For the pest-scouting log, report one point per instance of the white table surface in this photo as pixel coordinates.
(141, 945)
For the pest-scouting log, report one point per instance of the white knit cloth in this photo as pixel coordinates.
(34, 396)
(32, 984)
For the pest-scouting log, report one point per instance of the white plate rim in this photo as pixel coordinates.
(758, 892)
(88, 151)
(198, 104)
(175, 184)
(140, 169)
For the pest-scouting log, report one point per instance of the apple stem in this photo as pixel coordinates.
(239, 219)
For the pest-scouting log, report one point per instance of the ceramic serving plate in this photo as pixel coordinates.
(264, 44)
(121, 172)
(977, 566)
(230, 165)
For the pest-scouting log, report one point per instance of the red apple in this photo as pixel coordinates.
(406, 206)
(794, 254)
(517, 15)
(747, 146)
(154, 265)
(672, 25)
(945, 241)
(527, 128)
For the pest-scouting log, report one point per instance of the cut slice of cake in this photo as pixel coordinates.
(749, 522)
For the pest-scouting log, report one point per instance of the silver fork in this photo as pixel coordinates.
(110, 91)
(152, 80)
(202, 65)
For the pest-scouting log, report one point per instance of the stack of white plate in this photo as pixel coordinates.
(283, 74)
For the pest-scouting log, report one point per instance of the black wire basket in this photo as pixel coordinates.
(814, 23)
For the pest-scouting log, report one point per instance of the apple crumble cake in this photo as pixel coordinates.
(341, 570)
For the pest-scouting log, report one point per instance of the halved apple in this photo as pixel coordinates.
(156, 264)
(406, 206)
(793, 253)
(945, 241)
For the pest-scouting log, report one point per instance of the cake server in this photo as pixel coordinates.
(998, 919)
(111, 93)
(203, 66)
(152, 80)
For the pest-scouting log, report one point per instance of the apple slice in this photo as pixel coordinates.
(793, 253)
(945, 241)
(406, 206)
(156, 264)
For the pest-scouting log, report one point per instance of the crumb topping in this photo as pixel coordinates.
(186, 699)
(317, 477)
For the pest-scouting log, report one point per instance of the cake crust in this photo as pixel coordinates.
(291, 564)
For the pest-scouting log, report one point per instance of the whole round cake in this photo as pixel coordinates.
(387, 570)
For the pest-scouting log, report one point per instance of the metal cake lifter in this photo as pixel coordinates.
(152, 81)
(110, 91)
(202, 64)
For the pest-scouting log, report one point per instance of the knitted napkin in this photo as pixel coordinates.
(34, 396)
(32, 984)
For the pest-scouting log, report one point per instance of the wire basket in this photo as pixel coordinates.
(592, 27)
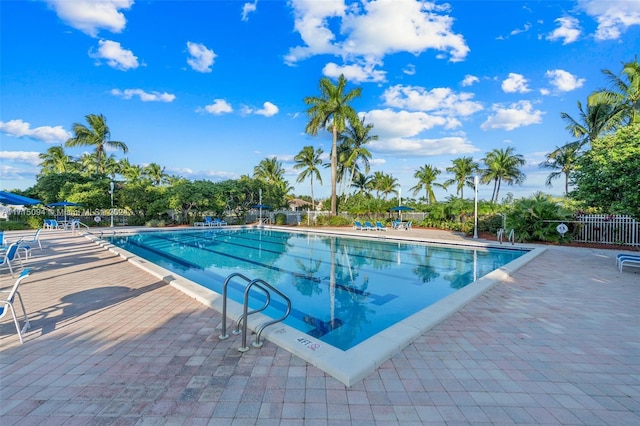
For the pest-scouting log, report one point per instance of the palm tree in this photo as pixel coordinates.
(385, 184)
(624, 96)
(156, 173)
(55, 160)
(308, 159)
(362, 183)
(598, 119)
(97, 135)
(463, 169)
(426, 176)
(562, 161)
(502, 166)
(354, 139)
(332, 109)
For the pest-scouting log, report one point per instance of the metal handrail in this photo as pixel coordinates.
(267, 289)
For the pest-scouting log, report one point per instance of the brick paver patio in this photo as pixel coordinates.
(557, 343)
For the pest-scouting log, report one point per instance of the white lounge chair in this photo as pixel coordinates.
(6, 305)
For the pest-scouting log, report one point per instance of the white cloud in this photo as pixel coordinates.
(403, 124)
(355, 73)
(248, 8)
(219, 106)
(564, 81)
(144, 96)
(29, 157)
(268, 109)
(89, 16)
(524, 29)
(613, 17)
(452, 145)
(469, 80)
(21, 129)
(201, 59)
(569, 30)
(441, 100)
(513, 116)
(515, 83)
(373, 29)
(115, 56)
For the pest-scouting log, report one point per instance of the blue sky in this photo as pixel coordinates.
(208, 89)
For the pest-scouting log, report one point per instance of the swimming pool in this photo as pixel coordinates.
(343, 290)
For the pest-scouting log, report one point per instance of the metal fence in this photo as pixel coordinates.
(607, 229)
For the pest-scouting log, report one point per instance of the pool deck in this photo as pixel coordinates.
(558, 342)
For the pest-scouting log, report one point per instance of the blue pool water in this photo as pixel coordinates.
(343, 290)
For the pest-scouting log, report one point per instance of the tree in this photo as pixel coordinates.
(97, 135)
(426, 176)
(607, 175)
(55, 160)
(332, 109)
(502, 166)
(354, 139)
(596, 120)
(308, 160)
(562, 161)
(623, 96)
(463, 170)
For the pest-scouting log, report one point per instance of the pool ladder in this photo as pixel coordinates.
(511, 238)
(267, 289)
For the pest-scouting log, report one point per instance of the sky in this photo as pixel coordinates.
(208, 89)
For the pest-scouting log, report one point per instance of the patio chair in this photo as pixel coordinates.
(6, 305)
(380, 226)
(10, 256)
(35, 239)
(368, 226)
(628, 260)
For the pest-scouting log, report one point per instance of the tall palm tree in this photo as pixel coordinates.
(427, 176)
(562, 160)
(97, 135)
(332, 109)
(353, 141)
(55, 160)
(463, 169)
(308, 160)
(623, 95)
(598, 119)
(502, 166)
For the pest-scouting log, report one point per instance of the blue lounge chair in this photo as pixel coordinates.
(6, 305)
(380, 226)
(628, 260)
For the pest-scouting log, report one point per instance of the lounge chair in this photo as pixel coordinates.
(6, 305)
(35, 239)
(10, 256)
(380, 226)
(628, 260)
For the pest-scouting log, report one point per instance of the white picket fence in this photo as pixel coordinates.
(605, 229)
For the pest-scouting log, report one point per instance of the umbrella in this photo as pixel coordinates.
(64, 204)
(400, 209)
(15, 199)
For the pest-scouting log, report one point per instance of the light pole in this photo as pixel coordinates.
(475, 219)
(111, 185)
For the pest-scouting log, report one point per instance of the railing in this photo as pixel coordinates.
(267, 289)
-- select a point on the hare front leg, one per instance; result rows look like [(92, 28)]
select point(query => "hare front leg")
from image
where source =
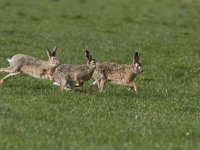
[(63, 86)]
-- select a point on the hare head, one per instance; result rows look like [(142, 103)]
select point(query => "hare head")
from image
[(90, 60), (136, 64), (52, 57)]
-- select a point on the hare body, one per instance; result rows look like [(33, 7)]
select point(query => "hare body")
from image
[(31, 66), (74, 75), (122, 74)]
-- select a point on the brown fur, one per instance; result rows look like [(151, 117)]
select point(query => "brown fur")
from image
[(74, 75), (31, 66), (122, 74)]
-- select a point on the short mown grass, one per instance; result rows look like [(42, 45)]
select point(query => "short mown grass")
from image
[(165, 114)]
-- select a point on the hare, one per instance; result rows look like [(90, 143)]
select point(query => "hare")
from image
[(68, 76), (117, 73), (31, 66)]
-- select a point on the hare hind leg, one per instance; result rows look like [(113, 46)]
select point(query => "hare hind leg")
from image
[(102, 84), (8, 76), (133, 85)]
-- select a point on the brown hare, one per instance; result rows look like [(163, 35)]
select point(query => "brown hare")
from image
[(31, 66), (122, 74), (68, 76)]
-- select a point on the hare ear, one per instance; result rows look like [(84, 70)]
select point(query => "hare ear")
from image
[(136, 57), (139, 56), (48, 52), (88, 55), (54, 51)]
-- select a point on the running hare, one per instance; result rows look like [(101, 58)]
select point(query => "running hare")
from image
[(31, 66), (117, 73), (67, 75)]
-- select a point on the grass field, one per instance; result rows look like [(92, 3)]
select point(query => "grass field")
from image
[(165, 115)]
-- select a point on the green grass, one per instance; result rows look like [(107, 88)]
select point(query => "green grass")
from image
[(164, 115)]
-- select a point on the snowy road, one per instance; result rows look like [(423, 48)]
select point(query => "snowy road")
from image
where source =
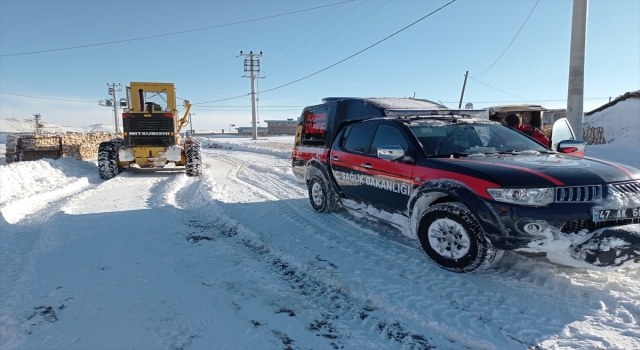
[(238, 259)]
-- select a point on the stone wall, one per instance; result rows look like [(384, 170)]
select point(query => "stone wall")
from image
[(594, 135), (82, 146)]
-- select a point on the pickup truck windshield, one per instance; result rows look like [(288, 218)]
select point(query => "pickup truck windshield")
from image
[(442, 139)]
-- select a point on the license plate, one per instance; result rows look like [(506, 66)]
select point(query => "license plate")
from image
[(615, 214)]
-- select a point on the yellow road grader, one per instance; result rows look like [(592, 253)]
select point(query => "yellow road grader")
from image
[(151, 133)]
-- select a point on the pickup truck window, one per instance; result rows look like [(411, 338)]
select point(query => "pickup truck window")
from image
[(359, 138), (446, 139), (387, 135)]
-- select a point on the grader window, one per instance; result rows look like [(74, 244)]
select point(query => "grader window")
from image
[(155, 101)]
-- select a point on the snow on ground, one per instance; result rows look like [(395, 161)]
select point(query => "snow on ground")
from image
[(238, 259)]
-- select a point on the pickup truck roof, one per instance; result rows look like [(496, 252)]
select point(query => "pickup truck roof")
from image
[(320, 123)]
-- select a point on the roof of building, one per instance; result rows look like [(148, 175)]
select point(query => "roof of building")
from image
[(392, 102), (628, 95)]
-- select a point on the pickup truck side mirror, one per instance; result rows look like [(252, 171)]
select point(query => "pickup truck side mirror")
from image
[(390, 152), (573, 147), (561, 131)]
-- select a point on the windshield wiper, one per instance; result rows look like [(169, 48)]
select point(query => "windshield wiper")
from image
[(454, 154)]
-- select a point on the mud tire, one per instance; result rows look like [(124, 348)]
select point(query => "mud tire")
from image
[(321, 195), (454, 226), (193, 153), (108, 160)]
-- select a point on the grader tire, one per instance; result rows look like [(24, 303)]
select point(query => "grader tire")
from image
[(193, 151), (108, 160)]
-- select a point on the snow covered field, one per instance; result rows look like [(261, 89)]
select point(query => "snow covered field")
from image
[(238, 259)]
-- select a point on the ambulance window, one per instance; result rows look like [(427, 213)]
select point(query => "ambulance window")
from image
[(387, 135), (359, 138)]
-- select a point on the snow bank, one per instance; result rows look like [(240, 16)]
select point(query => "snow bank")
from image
[(29, 186), (620, 121), (12, 125), (280, 146)]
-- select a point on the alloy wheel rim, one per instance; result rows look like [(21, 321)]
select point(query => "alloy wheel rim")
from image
[(449, 239), (316, 193)]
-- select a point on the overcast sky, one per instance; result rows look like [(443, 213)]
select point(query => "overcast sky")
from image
[(428, 59)]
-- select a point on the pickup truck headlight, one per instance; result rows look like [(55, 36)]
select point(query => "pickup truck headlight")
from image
[(524, 196)]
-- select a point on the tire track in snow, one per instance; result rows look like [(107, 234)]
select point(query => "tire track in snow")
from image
[(392, 329), (527, 327)]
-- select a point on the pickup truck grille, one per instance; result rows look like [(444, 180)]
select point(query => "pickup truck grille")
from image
[(628, 189), (578, 194)]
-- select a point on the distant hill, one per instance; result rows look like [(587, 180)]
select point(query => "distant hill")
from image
[(11, 125), (620, 122)]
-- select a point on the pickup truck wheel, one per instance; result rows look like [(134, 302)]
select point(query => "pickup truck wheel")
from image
[(320, 195), (452, 238)]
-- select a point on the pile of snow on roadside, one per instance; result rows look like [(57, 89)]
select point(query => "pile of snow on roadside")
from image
[(276, 148), (27, 186), (620, 122)]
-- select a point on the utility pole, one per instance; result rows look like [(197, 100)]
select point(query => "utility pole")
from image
[(463, 87), (38, 129), (252, 65), (190, 124), (112, 90), (575, 99)]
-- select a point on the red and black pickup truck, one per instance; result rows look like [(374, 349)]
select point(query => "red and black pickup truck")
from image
[(468, 188)]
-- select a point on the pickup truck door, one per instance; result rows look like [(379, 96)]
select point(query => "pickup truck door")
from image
[(346, 157), (391, 180), (362, 175)]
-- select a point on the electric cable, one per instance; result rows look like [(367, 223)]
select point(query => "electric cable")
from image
[(338, 33), (361, 51), (313, 36), (195, 69), (514, 38), (172, 33), (299, 35), (337, 63), (48, 98), (522, 98)]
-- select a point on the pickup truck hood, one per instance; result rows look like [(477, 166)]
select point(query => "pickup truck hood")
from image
[(543, 170)]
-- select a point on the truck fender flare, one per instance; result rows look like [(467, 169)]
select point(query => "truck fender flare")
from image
[(430, 191), (316, 167)]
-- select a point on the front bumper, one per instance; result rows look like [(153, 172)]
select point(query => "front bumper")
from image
[(611, 247), (526, 226)]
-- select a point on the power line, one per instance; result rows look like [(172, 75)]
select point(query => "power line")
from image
[(363, 17), (361, 51), (173, 33), (223, 99), (313, 36), (47, 98), (196, 69), (299, 35), (522, 98), (337, 63), (514, 38)]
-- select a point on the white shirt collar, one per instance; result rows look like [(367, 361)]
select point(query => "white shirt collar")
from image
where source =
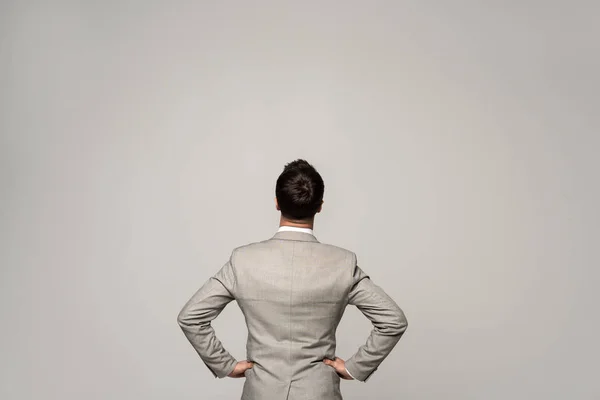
[(295, 228)]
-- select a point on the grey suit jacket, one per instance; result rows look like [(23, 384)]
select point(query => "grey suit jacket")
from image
[(292, 290)]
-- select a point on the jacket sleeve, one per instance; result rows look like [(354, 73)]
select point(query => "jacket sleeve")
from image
[(389, 324), (196, 315)]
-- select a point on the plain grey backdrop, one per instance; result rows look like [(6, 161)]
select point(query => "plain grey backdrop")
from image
[(141, 141)]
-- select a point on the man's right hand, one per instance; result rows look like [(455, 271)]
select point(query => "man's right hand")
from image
[(240, 369), (339, 366)]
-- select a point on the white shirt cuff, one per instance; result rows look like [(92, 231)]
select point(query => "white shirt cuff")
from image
[(350, 373)]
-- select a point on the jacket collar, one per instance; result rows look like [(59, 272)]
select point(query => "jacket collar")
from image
[(295, 235)]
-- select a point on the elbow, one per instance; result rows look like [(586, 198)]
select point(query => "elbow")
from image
[(399, 324)]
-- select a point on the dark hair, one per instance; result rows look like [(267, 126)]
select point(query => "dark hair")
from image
[(299, 190)]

------------------------------------------------------------------------

• [Task objective] Render the stretch of the records from the line containing "-- select a point on the pickup truck grille, one" through the line containing "[(628, 189), (578, 194)]" as a Markdown table with the columns Row and Line. Give each line a row number, and leave out blank lines.

• [Answer for this exercise]
| Row | Line |
|---|---|
| 1 | -- select a point on the pickup truck grille, one per instance; result rows look like [(444, 180)] |
| 2 | select point(query => "pickup truck grille") |
| 3 | from image |
| 4 | [(628, 189), (578, 194)] |